=== ПРИВЕДЕННЫЙ ОТРЫВОК ===
Производство на фабрике уже было частично возобновлено. Заключенных разбили на так называемые бригады, человек по десять в каждой. Моя бригада занималась изготовлением деревянных обрешеток для контейнеров. Работа шла под руководством русских офицеров технической службы, что было видно по их званиям, как, например, «младший техник-лейтенант». Так называемым начальником, комендантом нашей зоны, был пожилой старший лейтенант добродушной внешности. Он был учителем из Тамбова, провинциального города между Москвой и Самарой. Бригадиром был старшина из сибирского города Томска, отличный мастер, насколько я мог судить. В нем угадывалась монгольская кровь. Общаясь с ним, мне показалось, что его несколько смущал тот факт, что офицеры занимались «черной» работой под его руководством.
Во время войны в высокую фабричную трубу попал снаряд противотанкового орудия. Образовалась пробоина, но сама труба устояла. Судя по всему, русские предположили, что на ней находился артиллерийский наблюдатель, и решили сбить его. Шел разговор, как и кто сможет заделать эту пробоину. Говорили, что такому «специалисту», это русское слово слышалось у нас постоянно, предлагали за эту работу 8000 рублей. Такого специалиста затребовали из Москвы, и он уже находился в пути.
Наступила осень. Мы работали по 10 часов в день, кроме воскресений. Но в один из выходных было объявлено, что все заключенные должны были «добровольно» отправиться на работу. Однако необычным стало то, что мы не должны были работать на фабрике. Нас посадили на грузовики и отвезли в район новой границы между Россией и Польшей. По-видимому, процесс демаркации был еще не завершен полностью.
В этом приграничном районе мы должны были собирать крапиву и другие сорняки, которые предполагалось использовать в качестве корма для лошадей. На этой работе я простудился и в понедельник почувствовал, что заболел. С трудом я потащился на фабрику. На обратном пути я совершенно ослаб, чувствуя острую боль в правой стороне груди. Это было мне непонятно, поскольку у меня было ранено левое легкое. Силы покидали меня, и я опасался, что отстану. Находившиеся рядом со мной люди ничего не заметили, и постепенно, отставая, я оказался в хвосте колонны. Я боялся, что упаду, и тут совершенно неожиданно получил сильный удар в спину.

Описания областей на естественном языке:
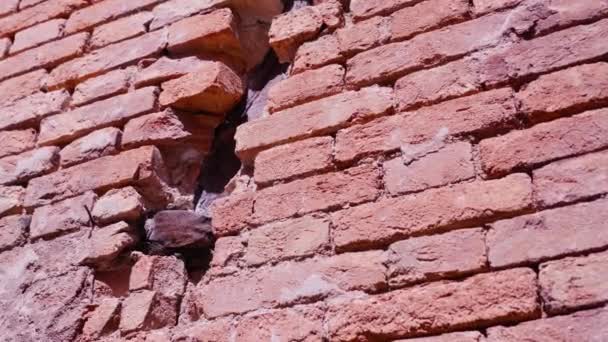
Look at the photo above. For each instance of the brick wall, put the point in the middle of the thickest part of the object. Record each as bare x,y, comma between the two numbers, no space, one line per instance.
428,171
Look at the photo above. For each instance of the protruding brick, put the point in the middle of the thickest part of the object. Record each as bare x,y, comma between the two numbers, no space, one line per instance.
22,167
574,283
477,115
27,111
300,237
305,87
545,142
385,221
548,234
214,88
79,122
449,164
297,159
14,142
134,166
62,216
121,29
435,257
571,180
104,86
501,297
316,118
333,190
37,35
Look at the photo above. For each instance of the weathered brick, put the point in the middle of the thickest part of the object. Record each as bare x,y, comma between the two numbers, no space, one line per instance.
102,12
37,35
104,86
62,216
426,16
435,257
316,118
500,297
13,231
305,87
580,326
450,164
385,221
134,166
548,234
14,142
214,87
45,56
293,283
477,115
121,29
574,283
327,191
571,180
94,145
11,200
22,167
300,237
107,58
33,15
575,89
79,122
545,142
293,324
292,160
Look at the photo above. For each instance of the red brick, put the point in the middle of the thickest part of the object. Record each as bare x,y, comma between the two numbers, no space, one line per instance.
293,324
580,326
232,214
576,88
107,58
323,192
436,257
292,283
479,114
11,200
574,283
545,142
548,234
214,87
14,142
79,122
449,164
124,204
27,111
33,15
121,29
300,237
305,87
425,50
320,117
426,16
21,86
103,12
134,166
22,167
571,180
385,221
13,230
62,216
45,56
99,88
98,144
500,297
296,159
37,35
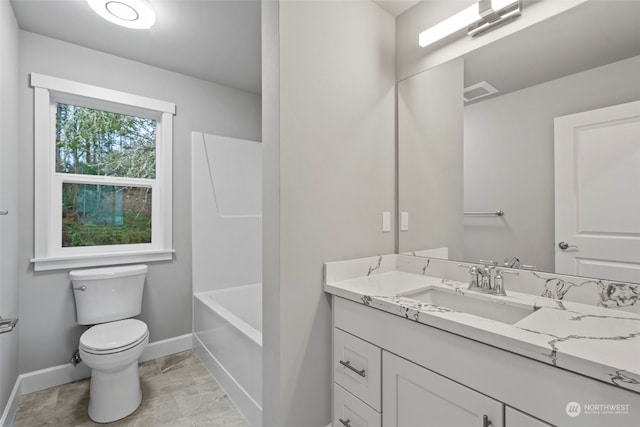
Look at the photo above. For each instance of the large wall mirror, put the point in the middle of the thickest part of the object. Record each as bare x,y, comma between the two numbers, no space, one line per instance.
461,162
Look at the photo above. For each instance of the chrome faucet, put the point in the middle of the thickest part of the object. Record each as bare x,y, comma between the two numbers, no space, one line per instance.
487,279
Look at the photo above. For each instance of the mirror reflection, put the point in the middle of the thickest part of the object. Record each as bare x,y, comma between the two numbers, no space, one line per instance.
556,149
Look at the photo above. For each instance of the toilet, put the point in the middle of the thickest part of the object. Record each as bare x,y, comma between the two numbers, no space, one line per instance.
107,298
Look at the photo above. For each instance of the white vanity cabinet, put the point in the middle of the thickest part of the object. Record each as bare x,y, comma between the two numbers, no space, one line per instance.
415,396
422,376
357,383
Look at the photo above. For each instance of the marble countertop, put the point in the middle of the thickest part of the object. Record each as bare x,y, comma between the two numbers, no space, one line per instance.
598,342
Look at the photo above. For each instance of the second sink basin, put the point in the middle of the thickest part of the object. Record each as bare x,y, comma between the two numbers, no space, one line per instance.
477,304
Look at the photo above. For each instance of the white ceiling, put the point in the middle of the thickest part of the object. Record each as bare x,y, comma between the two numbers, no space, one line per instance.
396,7
214,40
593,34
219,40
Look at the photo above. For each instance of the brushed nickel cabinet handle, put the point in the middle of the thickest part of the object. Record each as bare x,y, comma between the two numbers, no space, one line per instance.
347,364
7,325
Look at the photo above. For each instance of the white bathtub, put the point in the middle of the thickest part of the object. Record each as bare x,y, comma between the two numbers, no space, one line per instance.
228,339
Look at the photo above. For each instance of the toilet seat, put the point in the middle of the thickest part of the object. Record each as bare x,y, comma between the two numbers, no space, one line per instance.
114,337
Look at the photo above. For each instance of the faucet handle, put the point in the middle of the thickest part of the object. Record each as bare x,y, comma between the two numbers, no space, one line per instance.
498,281
473,275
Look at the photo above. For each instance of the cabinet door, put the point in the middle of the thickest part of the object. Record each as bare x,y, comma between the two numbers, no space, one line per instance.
349,411
414,396
515,418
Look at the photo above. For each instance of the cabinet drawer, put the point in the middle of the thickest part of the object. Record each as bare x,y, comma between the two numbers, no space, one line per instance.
357,367
415,396
349,411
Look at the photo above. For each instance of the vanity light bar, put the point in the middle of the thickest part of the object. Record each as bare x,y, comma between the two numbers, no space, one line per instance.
477,18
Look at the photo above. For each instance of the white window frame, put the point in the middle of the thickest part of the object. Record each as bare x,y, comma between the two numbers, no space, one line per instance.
49,253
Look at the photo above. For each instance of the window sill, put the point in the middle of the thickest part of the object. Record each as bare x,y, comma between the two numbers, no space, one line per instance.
98,260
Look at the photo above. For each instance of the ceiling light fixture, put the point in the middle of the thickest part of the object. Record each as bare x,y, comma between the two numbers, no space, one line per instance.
136,14
477,18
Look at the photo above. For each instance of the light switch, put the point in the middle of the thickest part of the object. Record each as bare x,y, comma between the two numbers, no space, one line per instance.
386,221
404,221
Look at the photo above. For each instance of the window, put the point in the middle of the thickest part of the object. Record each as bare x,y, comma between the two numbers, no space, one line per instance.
102,176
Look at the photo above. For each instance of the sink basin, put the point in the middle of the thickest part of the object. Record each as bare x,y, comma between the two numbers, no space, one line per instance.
472,303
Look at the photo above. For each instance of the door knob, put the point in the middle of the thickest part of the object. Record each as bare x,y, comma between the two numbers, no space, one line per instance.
564,246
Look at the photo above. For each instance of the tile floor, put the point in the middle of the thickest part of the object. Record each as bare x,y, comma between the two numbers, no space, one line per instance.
177,391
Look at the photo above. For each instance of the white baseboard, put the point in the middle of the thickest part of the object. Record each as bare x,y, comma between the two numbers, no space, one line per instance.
9,414
249,407
63,374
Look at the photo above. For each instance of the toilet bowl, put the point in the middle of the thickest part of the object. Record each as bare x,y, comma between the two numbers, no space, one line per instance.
107,298
112,351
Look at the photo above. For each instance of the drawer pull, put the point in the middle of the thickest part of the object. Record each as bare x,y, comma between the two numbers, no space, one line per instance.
347,364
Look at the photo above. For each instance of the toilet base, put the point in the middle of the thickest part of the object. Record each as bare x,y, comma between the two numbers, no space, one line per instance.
114,394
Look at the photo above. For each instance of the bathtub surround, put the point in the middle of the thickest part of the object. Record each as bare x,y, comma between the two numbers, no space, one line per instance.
228,339
9,194
177,391
226,265
48,332
226,212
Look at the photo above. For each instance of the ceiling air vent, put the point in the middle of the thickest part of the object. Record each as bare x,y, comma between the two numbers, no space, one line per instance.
478,90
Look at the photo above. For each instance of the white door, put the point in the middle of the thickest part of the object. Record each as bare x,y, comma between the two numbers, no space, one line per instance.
414,396
597,193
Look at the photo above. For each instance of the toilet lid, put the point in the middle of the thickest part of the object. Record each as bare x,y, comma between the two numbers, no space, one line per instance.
114,335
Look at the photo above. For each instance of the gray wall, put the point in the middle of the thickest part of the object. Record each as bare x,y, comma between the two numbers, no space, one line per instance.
412,58
9,142
49,333
509,159
329,155
430,160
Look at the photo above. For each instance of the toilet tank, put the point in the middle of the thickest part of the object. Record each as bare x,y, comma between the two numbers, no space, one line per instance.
108,294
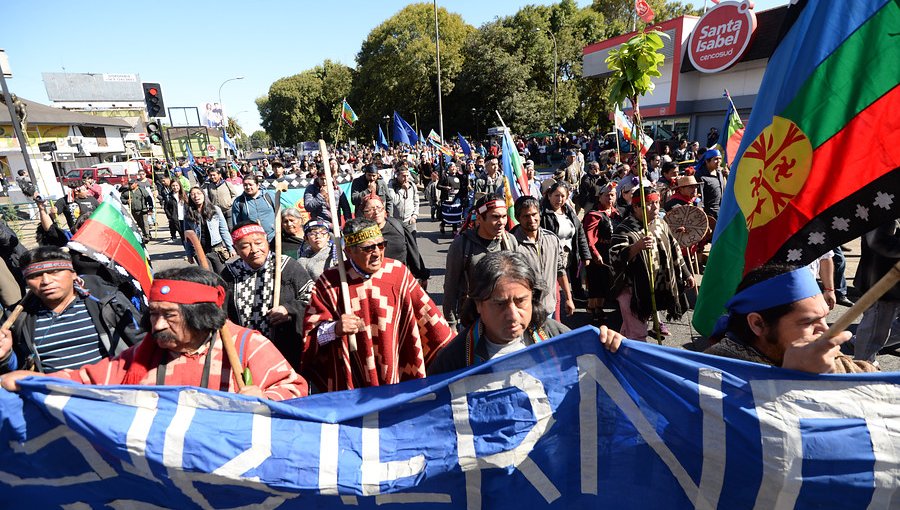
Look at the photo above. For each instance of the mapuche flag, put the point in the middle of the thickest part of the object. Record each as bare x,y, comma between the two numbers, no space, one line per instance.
819,163
347,113
109,237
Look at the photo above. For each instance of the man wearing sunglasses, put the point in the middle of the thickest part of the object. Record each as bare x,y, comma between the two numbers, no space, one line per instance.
398,328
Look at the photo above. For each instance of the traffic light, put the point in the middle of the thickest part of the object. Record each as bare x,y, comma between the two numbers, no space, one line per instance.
154,133
153,100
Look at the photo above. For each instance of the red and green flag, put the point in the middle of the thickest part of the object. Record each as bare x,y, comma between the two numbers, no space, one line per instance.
819,163
347,113
731,134
109,237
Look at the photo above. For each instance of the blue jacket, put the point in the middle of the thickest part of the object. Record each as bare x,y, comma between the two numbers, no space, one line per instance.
260,209
218,231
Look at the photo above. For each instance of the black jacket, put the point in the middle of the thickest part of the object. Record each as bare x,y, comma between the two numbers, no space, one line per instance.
880,251
115,318
453,355
287,337
579,242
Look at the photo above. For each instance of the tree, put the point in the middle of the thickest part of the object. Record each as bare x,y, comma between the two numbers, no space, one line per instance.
396,66
259,139
305,106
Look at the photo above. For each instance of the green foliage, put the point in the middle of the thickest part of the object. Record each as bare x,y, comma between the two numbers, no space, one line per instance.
506,65
634,64
305,106
259,139
396,66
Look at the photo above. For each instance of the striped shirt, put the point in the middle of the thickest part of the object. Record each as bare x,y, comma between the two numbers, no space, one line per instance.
67,339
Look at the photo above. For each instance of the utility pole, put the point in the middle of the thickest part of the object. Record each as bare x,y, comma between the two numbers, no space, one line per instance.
437,45
14,120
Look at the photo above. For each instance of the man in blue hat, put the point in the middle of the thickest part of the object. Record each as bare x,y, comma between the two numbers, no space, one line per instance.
712,181
777,317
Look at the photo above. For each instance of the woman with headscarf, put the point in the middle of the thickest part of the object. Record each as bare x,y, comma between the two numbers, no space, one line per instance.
599,225
291,232
559,217
208,222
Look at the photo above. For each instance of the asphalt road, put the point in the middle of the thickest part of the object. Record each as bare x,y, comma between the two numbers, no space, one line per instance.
434,246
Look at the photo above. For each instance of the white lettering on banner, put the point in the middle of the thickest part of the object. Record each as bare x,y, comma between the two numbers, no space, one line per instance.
704,496
260,448
781,404
517,457
374,472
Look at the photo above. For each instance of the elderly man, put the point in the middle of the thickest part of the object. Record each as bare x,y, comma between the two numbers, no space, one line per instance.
318,203
405,197
367,184
469,247
491,182
712,181
544,252
777,317
634,253
250,282
504,314
254,205
183,347
398,328
219,193
68,321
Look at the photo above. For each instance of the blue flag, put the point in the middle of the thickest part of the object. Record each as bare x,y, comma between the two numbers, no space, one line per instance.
403,132
467,149
382,142
561,424
228,141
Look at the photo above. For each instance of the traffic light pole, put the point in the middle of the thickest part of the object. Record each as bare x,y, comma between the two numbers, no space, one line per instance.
14,120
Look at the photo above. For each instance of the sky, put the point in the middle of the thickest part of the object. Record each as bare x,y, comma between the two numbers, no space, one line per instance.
191,47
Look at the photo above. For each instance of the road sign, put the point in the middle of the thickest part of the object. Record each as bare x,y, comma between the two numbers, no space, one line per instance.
47,146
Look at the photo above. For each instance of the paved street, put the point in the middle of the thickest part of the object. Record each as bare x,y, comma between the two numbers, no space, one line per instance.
434,247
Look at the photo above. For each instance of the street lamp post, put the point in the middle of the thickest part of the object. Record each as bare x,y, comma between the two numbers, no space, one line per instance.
555,69
224,121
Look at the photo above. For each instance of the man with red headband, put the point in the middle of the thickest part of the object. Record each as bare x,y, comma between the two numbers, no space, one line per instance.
68,321
398,328
469,247
250,284
184,347
633,254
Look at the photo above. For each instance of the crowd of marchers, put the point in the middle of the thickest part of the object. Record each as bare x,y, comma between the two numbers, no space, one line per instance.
592,231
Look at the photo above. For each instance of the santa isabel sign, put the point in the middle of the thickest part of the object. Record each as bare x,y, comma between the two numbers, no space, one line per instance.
721,36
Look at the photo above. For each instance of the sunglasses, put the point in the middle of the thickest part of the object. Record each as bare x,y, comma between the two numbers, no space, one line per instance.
372,247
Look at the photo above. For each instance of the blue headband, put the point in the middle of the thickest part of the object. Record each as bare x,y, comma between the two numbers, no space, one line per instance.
783,289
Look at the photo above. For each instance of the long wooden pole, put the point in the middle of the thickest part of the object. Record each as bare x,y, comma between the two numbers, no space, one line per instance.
227,341
336,232
276,299
868,299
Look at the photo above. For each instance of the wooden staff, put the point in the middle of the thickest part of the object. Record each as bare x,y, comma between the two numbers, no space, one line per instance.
277,298
336,231
16,311
868,299
227,341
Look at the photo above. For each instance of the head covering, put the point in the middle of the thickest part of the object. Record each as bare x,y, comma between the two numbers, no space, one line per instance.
186,293
780,290
311,224
685,180
609,186
240,233
632,184
366,234
37,268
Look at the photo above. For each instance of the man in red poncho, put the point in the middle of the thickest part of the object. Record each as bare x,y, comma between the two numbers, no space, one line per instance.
398,328
184,347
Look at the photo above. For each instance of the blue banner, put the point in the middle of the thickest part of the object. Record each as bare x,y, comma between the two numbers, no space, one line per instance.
563,424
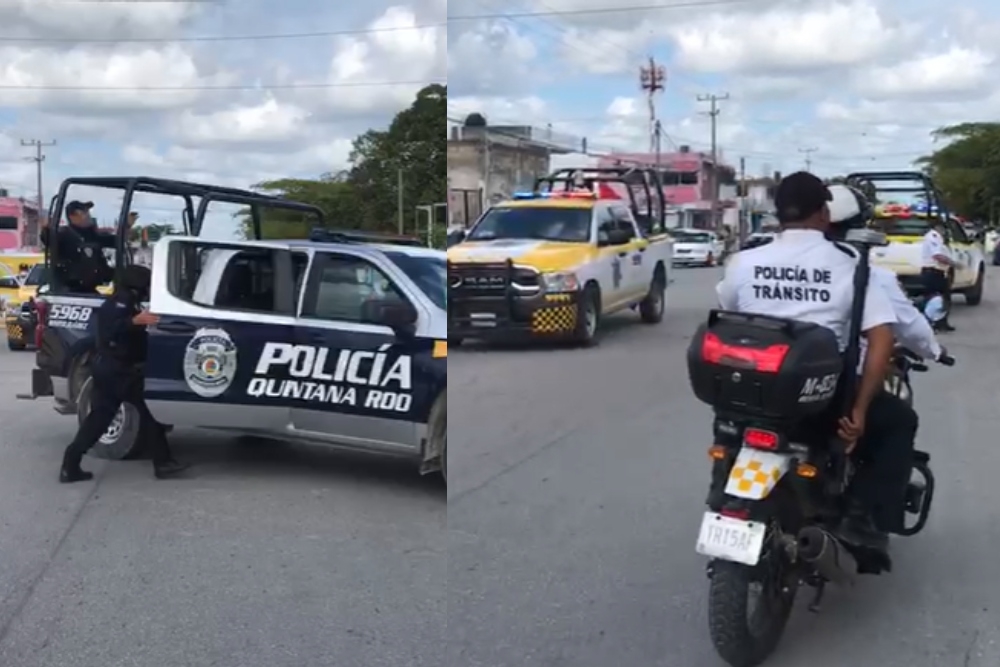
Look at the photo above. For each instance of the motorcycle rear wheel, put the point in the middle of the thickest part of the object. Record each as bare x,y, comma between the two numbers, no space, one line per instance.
745,635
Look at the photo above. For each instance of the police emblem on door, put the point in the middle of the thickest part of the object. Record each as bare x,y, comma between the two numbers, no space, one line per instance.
210,362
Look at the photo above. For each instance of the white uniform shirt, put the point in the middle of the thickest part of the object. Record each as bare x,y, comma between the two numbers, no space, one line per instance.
911,329
933,244
801,276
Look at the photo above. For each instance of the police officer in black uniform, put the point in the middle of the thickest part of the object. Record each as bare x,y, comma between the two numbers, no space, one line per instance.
81,265
117,377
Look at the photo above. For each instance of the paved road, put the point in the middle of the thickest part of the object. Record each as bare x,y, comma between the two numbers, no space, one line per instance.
269,556
578,482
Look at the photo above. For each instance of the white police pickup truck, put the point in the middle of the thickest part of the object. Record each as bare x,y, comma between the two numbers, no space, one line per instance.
342,345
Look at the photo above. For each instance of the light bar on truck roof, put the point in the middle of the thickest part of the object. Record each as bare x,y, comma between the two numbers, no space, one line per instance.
556,194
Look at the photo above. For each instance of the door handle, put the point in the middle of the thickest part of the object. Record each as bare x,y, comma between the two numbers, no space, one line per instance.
176,327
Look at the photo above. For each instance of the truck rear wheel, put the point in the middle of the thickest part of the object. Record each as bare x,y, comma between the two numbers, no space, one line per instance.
122,440
651,308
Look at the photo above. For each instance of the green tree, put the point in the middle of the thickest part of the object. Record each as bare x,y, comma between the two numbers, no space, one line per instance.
967,169
414,146
331,193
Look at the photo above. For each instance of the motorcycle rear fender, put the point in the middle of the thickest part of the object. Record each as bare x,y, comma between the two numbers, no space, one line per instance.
756,473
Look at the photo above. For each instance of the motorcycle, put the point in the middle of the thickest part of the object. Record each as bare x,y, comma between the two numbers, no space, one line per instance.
779,476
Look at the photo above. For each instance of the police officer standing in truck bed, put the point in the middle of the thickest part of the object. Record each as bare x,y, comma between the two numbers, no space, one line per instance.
117,377
81,265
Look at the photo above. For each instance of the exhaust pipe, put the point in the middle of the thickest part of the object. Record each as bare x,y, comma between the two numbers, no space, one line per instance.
822,550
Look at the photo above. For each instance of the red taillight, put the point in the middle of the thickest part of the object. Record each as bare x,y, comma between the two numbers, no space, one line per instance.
758,439
41,317
767,360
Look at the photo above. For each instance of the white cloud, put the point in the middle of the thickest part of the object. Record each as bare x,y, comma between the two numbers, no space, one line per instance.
788,39
79,78
956,71
269,123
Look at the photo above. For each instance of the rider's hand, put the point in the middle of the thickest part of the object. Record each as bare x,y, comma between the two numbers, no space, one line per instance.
850,429
145,318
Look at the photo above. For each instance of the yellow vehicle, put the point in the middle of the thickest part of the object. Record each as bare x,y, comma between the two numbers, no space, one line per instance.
554,264
905,227
19,308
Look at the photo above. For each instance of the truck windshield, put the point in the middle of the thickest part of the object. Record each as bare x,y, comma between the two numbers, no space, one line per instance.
571,225
429,273
688,237
36,276
902,226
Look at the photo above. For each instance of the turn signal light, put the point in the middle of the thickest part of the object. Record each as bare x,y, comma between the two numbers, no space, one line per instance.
806,470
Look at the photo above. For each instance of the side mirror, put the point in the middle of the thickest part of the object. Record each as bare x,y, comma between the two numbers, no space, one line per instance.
400,316
613,238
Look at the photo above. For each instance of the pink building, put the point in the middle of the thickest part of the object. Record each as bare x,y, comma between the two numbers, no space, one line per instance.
687,179
18,223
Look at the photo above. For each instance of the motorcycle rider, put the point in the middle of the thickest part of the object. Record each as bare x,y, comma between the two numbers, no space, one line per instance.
935,262
802,275
880,483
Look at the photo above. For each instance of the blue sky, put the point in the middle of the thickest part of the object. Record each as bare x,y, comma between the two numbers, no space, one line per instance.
863,82
290,104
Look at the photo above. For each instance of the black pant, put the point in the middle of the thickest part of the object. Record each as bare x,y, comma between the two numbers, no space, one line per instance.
935,281
112,386
884,460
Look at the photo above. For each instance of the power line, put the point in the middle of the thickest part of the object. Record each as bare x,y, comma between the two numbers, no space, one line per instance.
219,38
261,86
601,10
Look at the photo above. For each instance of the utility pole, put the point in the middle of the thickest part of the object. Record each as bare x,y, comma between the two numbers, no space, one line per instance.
713,114
652,80
38,159
399,197
808,153
744,200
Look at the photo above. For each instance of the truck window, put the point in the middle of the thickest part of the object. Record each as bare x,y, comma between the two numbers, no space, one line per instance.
544,223
345,288
225,277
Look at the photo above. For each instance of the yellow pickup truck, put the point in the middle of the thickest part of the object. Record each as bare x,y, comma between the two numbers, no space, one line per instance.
554,264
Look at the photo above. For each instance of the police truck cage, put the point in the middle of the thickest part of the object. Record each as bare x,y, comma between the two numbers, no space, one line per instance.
324,235
883,186
196,197
649,207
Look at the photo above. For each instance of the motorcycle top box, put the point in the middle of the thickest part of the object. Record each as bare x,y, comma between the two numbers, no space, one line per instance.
762,366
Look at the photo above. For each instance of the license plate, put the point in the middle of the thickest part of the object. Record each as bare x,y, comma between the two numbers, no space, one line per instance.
483,319
731,539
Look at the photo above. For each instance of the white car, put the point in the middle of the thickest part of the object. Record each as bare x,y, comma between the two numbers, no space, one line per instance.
696,247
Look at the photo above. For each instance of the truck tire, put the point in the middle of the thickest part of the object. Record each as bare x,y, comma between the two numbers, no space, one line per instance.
652,307
588,317
122,440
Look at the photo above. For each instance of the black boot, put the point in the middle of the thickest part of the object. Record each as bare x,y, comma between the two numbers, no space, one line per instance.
169,468
859,529
71,470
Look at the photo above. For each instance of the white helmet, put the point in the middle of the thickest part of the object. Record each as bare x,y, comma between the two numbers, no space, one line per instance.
849,207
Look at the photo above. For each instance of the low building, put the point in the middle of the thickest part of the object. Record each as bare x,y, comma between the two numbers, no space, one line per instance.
489,163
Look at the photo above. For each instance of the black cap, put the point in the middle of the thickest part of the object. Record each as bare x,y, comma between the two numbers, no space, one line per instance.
78,207
799,196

=== НЕОБХОДИМЫЕ ДЕЙСТВИЯ ===
1: Ответьте по отрывку на вопросы:
(a) Из какого города был комендант зоны?
(b) Какую сумму, по слухам, предлагали специалисту за заделку пробоины в трубе?
(c) Сколько часов в день работали заключенные осенью?
2: Определите, соответствуют ли отрывку следующие утверждения:
(a) В каждой бригаде было около десяти заключенных.
(b) Специалиста для ремонта трубы вызвали из Томска.
(c) У рассказчика было ранено правое легкое.
Данные для работы не понадобятся.

=== ОТВЕТЫ ===
1:
(a) Из Тамбова.
(b) 8000 рублей.
(c) 10 часов.

2:
(a) Да: «Заключенных разбили на так называемые бригады, человек по десять в каждой».
(b) Нет: «Такого специалиста затребовали из Москвы».
(c) Нет: «у меня было ранено левое легкое».